Your tasks
1 – In the Yom Kippur reflection, on what date were the Boston Hyatt workers fired?
2 – Retype the stretch of the Yom Kippur reflection from "These past weeks" through "repeat the offense?" word for word.

Text excerpt
__________

At the close of every Shabbat, we invite Elijah the Prophet to join us in the passage from holy day to weekday. This will also be true this coming Shabbat as we end our Yom Kippur observance—the Sabbath of all Sabbaths—and prepare to go back into the world. Ideally, we will leave that experience--ending our fast, walking out of the synagogue, going to our individuals home and lives—somewhat changed.
These past weeks many of us have been focusing on teshuva, on the work of repentance and return. This requires inner work: figuring out just when did I harm someone, what can I do to repair it and how can I learn from this so that I don’t repeat the offense?
Yet, it is not solitary work. There’s a reason that Jews gather in droves for Rosh Hashanah and Yom Kippur. It’s fun to see old friends, to share news and to argue about the rabbi’s sermon. But the deeper drive that brings us together is that we are stronger together than alone.
This is certainly true when it comes to the changes that we call tikkun olam, repairing the world. When we invoke Elijah’s name (and in our congregation, Miriam the Prophet as well), we expand our vision beyond personal transformation. Elijah represents the Jewish ideal of Mashiach, the Messiah or the Messianic Age. We pray that this Shabbat, this day of peace and togetherness, a day when we all feel welcome and at home, will never end. We pray that when we end our fast and leave the synagogue, that we will discover that Messianic Days have arrived.
In kabbalistic tradition, as described in the mystical book of the Zohar, the Messiah is said to abide in “the Bird’s Nest.” Imagine a nest at the top of the highest tree, far from predators on the ground. In that nest, a golden dove sings with the sweetest song we might ever hear. That nest is far away, but not impossible to reach. So is the idea of the Messiah.
In a Hasidic tale, the Ba'al Shem Tov climbed a ladder of his followers’ prayers in order to reach the top of the bird’s nest. Knowing that the Messiah could not live without the beautiful dove in the nest, the rebbe wanted to capture the bird, bring it back down to the world and thus force the Messiah to follow the beloved dove to earth.
Martin Buber explains the tale in this way: “Salvation hinges upon one’s desire for the perfection of the world…a hundred people together can do so, if, each climbing upon the other’s shoulders, they form a ladder that will reach to heaven.”
I had a rare glimpse of the ladder reaching to heaven working with the Hyatt 100 and UNITE/HERE over these past five years. The courage of these women and men who were fired on August 31, 2009 inspired me to speak up on their behalf. Through the Boston Hyatt housekeepers, I got to know hotel workers in Chicago and Baltimore and across the nation. Because of this ladder of workers reaching to heaven, union and non-union workers succeeded in reaching an historic agreement with the Hyatt Corporation a year ago that ended a global boycott.
Only the Boston workers were left out of that agreement. Most had moved on to other jobs, many of them starting at the bottom of the pay scale in a new hotel, despite decades of experience with Hyatt. The three Boston hotels were never going to give them their jobs back.

__________

Information given
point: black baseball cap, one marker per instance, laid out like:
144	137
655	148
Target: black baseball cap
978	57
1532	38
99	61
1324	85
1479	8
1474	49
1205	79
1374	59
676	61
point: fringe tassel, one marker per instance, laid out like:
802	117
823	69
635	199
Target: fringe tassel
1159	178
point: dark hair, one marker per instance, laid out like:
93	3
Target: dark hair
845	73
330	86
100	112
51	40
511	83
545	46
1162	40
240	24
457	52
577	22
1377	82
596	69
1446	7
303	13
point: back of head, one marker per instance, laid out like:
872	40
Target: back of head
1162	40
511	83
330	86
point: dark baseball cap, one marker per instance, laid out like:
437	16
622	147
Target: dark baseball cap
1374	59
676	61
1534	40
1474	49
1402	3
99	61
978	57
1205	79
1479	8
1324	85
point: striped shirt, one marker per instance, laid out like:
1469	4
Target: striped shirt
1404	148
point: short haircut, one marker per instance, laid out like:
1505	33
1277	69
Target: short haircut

__________

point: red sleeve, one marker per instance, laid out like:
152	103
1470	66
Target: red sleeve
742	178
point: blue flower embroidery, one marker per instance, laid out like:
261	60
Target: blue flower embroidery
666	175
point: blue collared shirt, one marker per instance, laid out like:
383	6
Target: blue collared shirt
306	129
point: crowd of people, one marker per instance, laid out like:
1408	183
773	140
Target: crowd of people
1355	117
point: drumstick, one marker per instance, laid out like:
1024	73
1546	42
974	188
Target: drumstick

__________

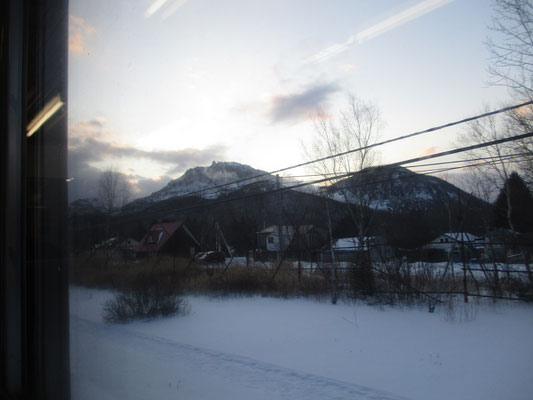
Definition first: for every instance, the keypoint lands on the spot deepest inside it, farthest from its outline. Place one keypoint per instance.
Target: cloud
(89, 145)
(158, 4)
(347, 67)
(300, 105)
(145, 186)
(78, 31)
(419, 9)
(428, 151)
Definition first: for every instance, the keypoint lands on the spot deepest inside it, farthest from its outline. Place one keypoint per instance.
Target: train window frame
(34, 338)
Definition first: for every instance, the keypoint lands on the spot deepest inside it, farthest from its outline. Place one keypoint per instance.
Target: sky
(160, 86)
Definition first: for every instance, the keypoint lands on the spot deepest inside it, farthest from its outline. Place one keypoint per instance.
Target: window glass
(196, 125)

__________

Solutions by task
1 – August 31, 2009

2 –
These past weeks many of us have been focusing on teshuva, on the work of repentance and return. This requires inner work: figuring out just when did I harm someone, what can I do to repair it and how can I learn from this so that I don’t repeat the offense?